### WHAT THE TASK ASKS
Nothing but the lines from the one that contains "of the debris" through the end of the listing should appear, set down exactly.

### DATA FOR THIS TASK
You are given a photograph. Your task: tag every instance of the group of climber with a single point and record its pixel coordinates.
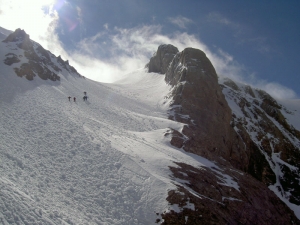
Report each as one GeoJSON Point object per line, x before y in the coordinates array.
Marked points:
{"type": "Point", "coordinates": [74, 99]}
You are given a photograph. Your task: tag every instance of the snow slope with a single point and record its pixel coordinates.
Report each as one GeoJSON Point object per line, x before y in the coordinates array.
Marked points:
{"type": "Point", "coordinates": [102, 161]}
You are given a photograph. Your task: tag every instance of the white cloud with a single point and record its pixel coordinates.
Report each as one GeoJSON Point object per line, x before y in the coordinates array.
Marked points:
{"type": "Point", "coordinates": [112, 53]}
{"type": "Point", "coordinates": [180, 21]}
{"type": "Point", "coordinates": [28, 15]}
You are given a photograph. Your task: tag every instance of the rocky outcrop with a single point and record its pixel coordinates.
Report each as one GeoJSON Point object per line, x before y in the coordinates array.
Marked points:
{"type": "Point", "coordinates": [160, 61]}
{"type": "Point", "coordinates": [276, 160]}
{"type": "Point", "coordinates": [249, 144]}
{"type": "Point", "coordinates": [199, 102]}
{"type": "Point", "coordinates": [38, 60]}
{"type": "Point", "coordinates": [213, 203]}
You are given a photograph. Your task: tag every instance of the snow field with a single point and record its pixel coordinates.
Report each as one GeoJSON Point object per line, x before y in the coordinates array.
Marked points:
{"type": "Point", "coordinates": [103, 161]}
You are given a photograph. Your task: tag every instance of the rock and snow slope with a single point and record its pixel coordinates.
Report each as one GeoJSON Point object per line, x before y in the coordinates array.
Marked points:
{"type": "Point", "coordinates": [107, 160]}
{"type": "Point", "coordinates": [103, 161]}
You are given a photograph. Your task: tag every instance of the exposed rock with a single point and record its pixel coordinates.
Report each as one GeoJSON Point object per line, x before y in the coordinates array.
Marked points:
{"type": "Point", "coordinates": [205, 199]}
{"type": "Point", "coordinates": [160, 61]}
{"type": "Point", "coordinates": [246, 144]}
{"type": "Point", "coordinates": [271, 145]}
{"type": "Point", "coordinates": [39, 60]}
{"type": "Point", "coordinates": [196, 93]}
{"type": "Point", "coordinates": [11, 58]}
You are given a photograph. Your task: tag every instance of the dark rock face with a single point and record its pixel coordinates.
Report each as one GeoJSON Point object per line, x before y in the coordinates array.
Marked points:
{"type": "Point", "coordinates": [214, 132]}
{"type": "Point", "coordinates": [214, 203]}
{"type": "Point", "coordinates": [160, 61]}
{"type": "Point", "coordinates": [196, 93]}
{"type": "Point", "coordinates": [39, 60]}
{"type": "Point", "coordinates": [273, 142]}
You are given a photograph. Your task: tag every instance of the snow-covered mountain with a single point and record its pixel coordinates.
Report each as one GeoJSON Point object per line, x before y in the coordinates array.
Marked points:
{"type": "Point", "coordinates": [127, 155]}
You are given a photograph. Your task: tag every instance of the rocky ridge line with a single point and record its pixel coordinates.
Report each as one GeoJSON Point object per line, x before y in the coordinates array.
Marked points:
{"type": "Point", "coordinates": [212, 131]}
{"type": "Point", "coordinates": [38, 59]}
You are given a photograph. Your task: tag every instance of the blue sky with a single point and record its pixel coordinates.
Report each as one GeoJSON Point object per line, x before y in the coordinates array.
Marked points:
{"type": "Point", "coordinates": [256, 41]}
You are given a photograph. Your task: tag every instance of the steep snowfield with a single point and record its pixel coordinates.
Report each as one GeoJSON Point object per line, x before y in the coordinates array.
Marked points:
{"type": "Point", "coordinates": [103, 161]}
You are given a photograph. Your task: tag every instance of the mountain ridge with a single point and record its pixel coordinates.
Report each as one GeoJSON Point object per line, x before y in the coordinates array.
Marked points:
{"type": "Point", "coordinates": [125, 155]}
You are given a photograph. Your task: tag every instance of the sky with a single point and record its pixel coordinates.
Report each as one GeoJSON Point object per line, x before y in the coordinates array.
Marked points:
{"type": "Point", "coordinates": [254, 42]}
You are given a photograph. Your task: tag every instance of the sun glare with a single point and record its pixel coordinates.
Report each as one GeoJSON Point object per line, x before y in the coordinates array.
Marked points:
{"type": "Point", "coordinates": [28, 15]}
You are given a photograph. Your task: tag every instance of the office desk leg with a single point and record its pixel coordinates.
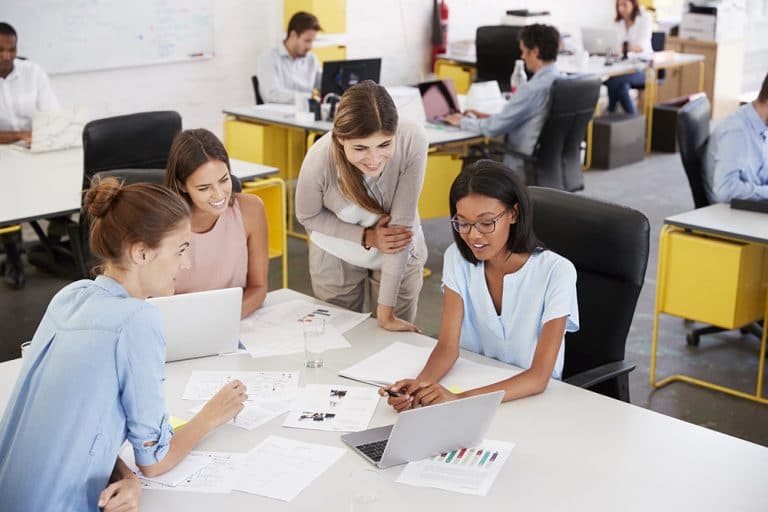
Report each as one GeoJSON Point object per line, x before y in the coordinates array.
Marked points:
{"type": "Point", "coordinates": [650, 101]}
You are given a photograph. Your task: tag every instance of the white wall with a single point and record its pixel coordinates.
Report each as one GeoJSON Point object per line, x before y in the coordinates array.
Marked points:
{"type": "Point", "coordinates": [397, 30]}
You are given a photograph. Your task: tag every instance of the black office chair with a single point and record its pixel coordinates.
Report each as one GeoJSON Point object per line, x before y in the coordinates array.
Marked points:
{"type": "Point", "coordinates": [608, 244]}
{"type": "Point", "coordinates": [497, 48]}
{"type": "Point", "coordinates": [257, 94]}
{"type": "Point", "coordinates": [556, 160]}
{"type": "Point", "coordinates": [133, 147]}
{"type": "Point", "coordinates": [692, 138]}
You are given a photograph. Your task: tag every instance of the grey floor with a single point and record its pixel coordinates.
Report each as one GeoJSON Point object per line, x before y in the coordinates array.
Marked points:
{"type": "Point", "coordinates": [658, 188]}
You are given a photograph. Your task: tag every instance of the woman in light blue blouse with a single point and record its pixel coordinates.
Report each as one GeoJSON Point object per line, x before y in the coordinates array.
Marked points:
{"type": "Point", "coordinates": [505, 296]}
{"type": "Point", "coordinates": [94, 374]}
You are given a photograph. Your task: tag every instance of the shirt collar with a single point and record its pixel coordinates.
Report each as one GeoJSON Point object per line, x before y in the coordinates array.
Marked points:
{"type": "Point", "coordinates": [110, 285]}
{"type": "Point", "coordinates": [754, 120]}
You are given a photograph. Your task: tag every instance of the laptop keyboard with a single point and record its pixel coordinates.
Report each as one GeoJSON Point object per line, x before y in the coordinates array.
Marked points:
{"type": "Point", "coordinates": [374, 450]}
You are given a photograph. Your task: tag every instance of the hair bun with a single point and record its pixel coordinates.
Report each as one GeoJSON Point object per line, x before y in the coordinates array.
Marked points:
{"type": "Point", "coordinates": [100, 198]}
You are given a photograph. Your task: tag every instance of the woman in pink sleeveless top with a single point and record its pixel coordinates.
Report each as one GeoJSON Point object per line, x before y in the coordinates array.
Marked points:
{"type": "Point", "coordinates": [229, 231]}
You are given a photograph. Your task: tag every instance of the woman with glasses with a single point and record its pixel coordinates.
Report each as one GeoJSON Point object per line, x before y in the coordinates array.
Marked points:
{"type": "Point", "coordinates": [506, 296]}
{"type": "Point", "coordinates": [357, 195]}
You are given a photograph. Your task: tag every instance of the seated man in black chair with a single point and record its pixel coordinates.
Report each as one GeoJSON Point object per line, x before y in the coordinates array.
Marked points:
{"type": "Point", "coordinates": [524, 114]}
{"type": "Point", "coordinates": [736, 163]}
{"type": "Point", "coordinates": [29, 92]}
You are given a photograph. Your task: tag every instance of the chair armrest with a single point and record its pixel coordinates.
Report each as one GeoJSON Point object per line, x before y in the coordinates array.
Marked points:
{"type": "Point", "coordinates": [600, 374]}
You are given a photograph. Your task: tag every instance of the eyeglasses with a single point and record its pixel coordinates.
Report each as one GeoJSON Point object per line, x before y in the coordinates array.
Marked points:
{"type": "Point", "coordinates": [483, 226]}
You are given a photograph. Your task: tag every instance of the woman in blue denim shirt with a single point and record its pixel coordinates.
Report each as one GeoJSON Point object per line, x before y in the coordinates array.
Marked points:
{"type": "Point", "coordinates": [94, 374]}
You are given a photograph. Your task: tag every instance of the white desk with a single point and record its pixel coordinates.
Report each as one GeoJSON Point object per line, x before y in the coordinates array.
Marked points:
{"type": "Point", "coordinates": [39, 185]}
{"type": "Point", "coordinates": [436, 135]}
{"type": "Point", "coordinates": [576, 450]}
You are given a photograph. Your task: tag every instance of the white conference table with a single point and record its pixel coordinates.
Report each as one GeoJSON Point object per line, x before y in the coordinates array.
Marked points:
{"type": "Point", "coordinates": [43, 185]}
{"type": "Point", "coordinates": [282, 115]}
{"type": "Point", "coordinates": [575, 450]}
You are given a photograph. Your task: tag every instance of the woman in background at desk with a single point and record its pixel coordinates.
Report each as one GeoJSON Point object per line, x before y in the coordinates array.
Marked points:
{"type": "Point", "coordinates": [357, 195]}
{"type": "Point", "coordinates": [94, 375]}
{"type": "Point", "coordinates": [506, 297]}
{"type": "Point", "coordinates": [635, 26]}
{"type": "Point", "coordinates": [229, 231]}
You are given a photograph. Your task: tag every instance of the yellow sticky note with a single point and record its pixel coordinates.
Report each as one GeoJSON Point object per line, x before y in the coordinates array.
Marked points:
{"type": "Point", "coordinates": [176, 423]}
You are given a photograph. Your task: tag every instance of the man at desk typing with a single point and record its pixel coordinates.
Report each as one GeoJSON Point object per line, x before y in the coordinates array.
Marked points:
{"type": "Point", "coordinates": [24, 90]}
{"type": "Point", "coordinates": [736, 163]}
{"type": "Point", "coordinates": [291, 66]}
{"type": "Point", "coordinates": [523, 116]}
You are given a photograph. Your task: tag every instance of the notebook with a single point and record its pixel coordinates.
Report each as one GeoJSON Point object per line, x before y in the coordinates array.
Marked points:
{"type": "Point", "coordinates": [200, 324]}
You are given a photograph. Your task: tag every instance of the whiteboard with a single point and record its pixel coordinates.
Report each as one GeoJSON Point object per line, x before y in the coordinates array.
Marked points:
{"type": "Point", "coordinates": [65, 36]}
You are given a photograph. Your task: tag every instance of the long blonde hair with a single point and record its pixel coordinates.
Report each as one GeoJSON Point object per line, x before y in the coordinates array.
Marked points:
{"type": "Point", "coordinates": [364, 109]}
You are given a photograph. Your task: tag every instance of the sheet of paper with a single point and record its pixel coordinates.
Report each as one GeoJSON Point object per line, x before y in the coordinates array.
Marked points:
{"type": "Point", "coordinates": [188, 466]}
{"type": "Point", "coordinates": [403, 361]}
{"type": "Point", "coordinates": [217, 477]}
{"type": "Point", "coordinates": [281, 468]}
{"type": "Point", "coordinates": [261, 385]}
{"type": "Point", "coordinates": [256, 414]}
{"type": "Point", "coordinates": [333, 407]}
{"type": "Point", "coordinates": [468, 471]}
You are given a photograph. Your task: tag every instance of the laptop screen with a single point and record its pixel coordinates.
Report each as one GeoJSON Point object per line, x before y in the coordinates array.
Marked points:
{"type": "Point", "coordinates": [340, 75]}
{"type": "Point", "coordinates": [439, 98]}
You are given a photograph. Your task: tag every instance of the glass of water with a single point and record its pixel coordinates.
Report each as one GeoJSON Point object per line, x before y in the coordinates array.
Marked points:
{"type": "Point", "coordinates": [314, 329]}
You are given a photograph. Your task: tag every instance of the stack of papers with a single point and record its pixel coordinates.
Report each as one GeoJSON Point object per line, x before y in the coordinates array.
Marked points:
{"type": "Point", "coordinates": [405, 361]}
{"type": "Point", "coordinates": [333, 407]}
{"type": "Point", "coordinates": [468, 471]}
{"type": "Point", "coordinates": [277, 330]}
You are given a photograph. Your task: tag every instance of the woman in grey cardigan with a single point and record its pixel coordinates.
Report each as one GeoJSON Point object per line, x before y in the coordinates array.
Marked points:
{"type": "Point", "coordinates": [357, 195]}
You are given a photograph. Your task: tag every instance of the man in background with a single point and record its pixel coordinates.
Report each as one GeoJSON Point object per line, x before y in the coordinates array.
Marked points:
{"type": "Point", "coordinates": [291, 66]}
{"type": "Point", "coordinates": [736, 164]}
{"type": "Point", "coordinates": [523, 116]}
{"type": "Point", "coordinates": [24, 90]}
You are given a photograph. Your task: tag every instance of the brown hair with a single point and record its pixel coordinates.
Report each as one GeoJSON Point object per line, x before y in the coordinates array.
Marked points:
{"type": "Point", "coordinates": [364, 109]}
{"type": "Point", "coordinates": [121, 215]}
{"type": "Point", "coordinates": [301, 22]}
{"type": "Point", "coordinates": [633, 15]}
{"type": "Point", "coordinates": [191, 149]}
{"type": "Point", "coordinates": [763, 96]}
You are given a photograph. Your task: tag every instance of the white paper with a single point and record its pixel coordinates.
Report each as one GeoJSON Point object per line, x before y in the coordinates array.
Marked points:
{"type": "Point", "coordinates": [260, 385]}
{"type": "Point", "coordinates": [469, 471]}
{"type": "Point", "coordinates": [281, 468]}
{"type": "Point", "coordinates": [188, 466]}
{"type": "Point", "coordinates": [217, 477]}
{"type": "Point", "coordinates": [256, 414]}
{"type": "Point", "coordinates": [333, 407]}
{"type": "Point", "coordinates": [405, 361]}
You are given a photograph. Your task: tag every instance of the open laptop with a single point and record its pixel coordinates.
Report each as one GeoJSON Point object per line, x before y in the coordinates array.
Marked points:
{"type": "Point", "coordinates": [200, 324]}
{"type": "Point", "coordinates": [59, 129]}
{"type": "Point", "coordinates": [439, 99]}
{"type": "Point", "coordinates": [422, 432]}
{"type": "Point", "coordinates": [599, 41]}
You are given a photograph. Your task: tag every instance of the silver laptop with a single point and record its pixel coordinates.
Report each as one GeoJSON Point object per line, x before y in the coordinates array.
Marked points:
{"type": "Point", "coordinates": [425, 431]}
{"type": "Point", "coordinates": [60, 129]}
{"type": "Point", "coordinates": [599, 41]}
{"type": "Point", "coordinates": [200, 324]}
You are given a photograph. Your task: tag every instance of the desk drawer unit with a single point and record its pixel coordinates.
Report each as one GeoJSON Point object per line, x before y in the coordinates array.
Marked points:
{"type": "Point", "coordinates": [712, 280]}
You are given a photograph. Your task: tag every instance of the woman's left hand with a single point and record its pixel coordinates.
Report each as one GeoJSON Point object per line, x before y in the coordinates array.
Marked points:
{"type": "Point", "coordinates": [431, 394]}
{"type": "Point", "coordinates": [123, 495]}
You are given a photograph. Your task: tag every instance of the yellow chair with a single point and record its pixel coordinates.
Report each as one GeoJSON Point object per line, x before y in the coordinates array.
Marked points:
{"type": "Point", "coordinates": [272, 193]}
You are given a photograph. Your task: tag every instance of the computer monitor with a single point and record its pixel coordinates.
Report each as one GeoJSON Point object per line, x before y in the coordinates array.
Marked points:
{"type": "Point", "coordinates": [340, 75]}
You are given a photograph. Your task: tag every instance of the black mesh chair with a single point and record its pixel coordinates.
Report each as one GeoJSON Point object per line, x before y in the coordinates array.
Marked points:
{"type": "Point", "coordinates": [133, 147]}
{"type": "Point", "coordinates": [692, 138]}
{"type": "Point", "coordinates": [608, 244]}
{"type": "Point", "coordinates": [556, 160]}
{"type": "Point", "coordinates": [497, 48]}
{"type": "Point", "coordinates": [256, 92]}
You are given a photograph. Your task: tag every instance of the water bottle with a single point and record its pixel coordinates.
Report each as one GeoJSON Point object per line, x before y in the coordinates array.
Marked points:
{"type": "Point", "coordinates": [518, 77]}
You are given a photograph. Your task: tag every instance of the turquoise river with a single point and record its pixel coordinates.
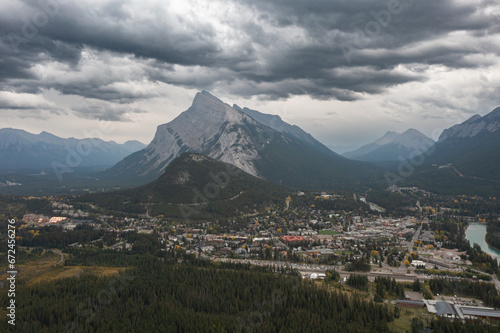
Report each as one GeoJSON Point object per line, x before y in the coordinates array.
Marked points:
{"type": "Point", "coordinates": [475, 233]}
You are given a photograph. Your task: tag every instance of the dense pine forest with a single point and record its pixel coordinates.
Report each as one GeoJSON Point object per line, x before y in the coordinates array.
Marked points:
{"type": "Point", "coordinates": [165, 295]}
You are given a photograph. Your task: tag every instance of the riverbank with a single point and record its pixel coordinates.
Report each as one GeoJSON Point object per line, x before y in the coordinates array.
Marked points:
{"type": "Point", "coordinates": [489, 244]}
{"type": "Point", "coordinates": [476, 233]}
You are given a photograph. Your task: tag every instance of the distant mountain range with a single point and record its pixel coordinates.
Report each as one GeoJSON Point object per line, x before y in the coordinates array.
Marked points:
{"type": "Point", "coordinates": [24, 151]}
{"type": "Point", "coordinates": [465, 159]}
{"type": "Point", "coordinates": [393, 147]}
{"type": "Point", "coordinates": [472, 147]}
{"type": "Point", "coordinates": [195, 186]}
{"type": "Point", "coordinates": [262, 145]}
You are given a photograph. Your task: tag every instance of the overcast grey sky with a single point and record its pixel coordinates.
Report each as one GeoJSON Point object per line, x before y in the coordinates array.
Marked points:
{"type": "Point", "coordinates": [345, 71]}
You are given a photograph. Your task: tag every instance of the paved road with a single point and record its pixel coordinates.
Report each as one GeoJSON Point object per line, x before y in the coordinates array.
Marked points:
{"type": "Point", "coordinates": [410, 246]}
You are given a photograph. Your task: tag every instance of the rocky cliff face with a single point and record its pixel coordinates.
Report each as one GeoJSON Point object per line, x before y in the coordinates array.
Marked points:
{"type": "Point", "coordinates": [473, 127]}
{"type": "Point", "coordinates": [393, 147]}
{"type": "Point", "coordinates": [210, 127]}
{"type": "Point", "coordinates": [261, 145]}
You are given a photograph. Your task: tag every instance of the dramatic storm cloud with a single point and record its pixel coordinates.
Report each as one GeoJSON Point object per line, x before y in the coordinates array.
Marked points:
{"type": "Point", "coordinates": [336, 68]}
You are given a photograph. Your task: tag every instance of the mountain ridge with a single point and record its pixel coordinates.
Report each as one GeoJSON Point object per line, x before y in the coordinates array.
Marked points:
{"type": "Point", "coordinates": [286, 155]}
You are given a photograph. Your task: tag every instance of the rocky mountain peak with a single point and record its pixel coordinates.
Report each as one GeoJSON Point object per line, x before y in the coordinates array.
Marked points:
{"type": "Point", "coordinates": [474, 126]}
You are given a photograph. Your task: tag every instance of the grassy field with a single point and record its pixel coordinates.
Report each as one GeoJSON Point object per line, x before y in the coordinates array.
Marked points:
{"type": "Point", "coordinates": [328, 232]}
{"type": "Point", "coordinates": [403, 323]}
{"type": "Point", "coordinates": [47, 267]}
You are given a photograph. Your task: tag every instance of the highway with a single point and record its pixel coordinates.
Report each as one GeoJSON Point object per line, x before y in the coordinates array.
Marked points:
{"type": "Point", "coordinates": [410, 246]}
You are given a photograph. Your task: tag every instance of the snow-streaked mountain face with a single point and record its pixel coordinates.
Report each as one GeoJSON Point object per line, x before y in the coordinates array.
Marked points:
{"type": "Point", "coordinates": [210, 127]}
{"type": "Point", "coordinates": [474, 126]}
{"type": "Point", "coordinates": [393, 147]}
{"type": "Point", "coordinates": [23, 150]}
{"type": "Point", "coordinates": [261, 145]}
{"type": "Point", "coordinates": [368, 148]}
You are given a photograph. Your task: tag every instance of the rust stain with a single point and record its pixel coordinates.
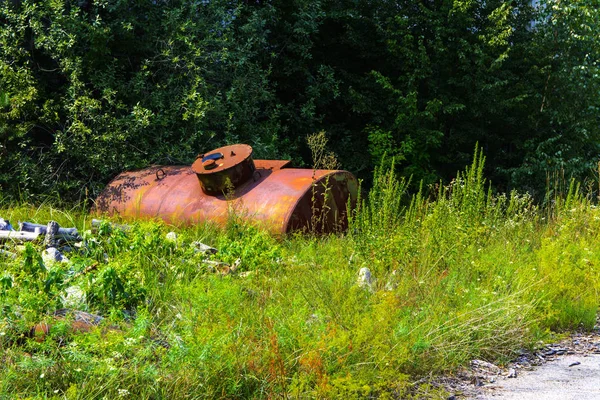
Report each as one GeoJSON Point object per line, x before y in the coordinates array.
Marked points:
{"type": "Point", "coordinates": [266, 191]}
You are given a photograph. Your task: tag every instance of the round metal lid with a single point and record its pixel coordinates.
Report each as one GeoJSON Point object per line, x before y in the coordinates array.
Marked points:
{"type": "Point", "coordinates": [221, 159]}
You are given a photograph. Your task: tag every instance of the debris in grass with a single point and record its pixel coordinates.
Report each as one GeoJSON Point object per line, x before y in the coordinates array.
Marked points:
{"type": "Point", "coordinates": [74, 297]}
{"type": "Point", "coordinates": [204, 248]}
{"type": "Point", "coordinates": [8, 254]}
{"type": "Point", "coordinates": [97, 222]}
{"type": "Point", "coordinates": [18, 236]}
{"type": "Point", "coordinates": [52, 255]}
{"type": "Point", "coordinates": [42, 229]}
{"type": "Point", "coordinates": [171, 237]}
{"type": "Point", "coordinates": [364, 278]}
{"type": "Point", "coordinates": [5, 225]}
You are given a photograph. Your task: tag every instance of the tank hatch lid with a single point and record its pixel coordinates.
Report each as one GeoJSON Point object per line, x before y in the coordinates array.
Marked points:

### RESULT
You are given a photograph. Your task: tag every instance of the debris in grass with a single point and record its pixel coordinates.
Report each as one GeoJSON Point object per line, x before y in the coordinates array.
Marked points:
{"type": "Point", "coordinates": [74, 297]}
{"type": "Point", "coordinates": [204, 248]}
{"type": "Point", "coordinates": [8, 254]}
{"type": "Point", "coordinates": [97, 222]}
{"type": "Point", "coordinates": [18, 236]}
{"type": "Point", "coordinates": [52, 255]}
{"type": "Point", "coordinates": [42, 229]}
{"type": "Point", "coordinates": [171, 237]}
{"type": "Point", "coordinates": [364, 278]}
{"type": "Point", "coordinates": [5, 225]}
You are given a photograph. Your task: tag every instance of the tank hatch lid with a single point and record its pixel coordinates.
Report each as one GeoJSON Point object per line, x before y in the coordinates array.
Marked points:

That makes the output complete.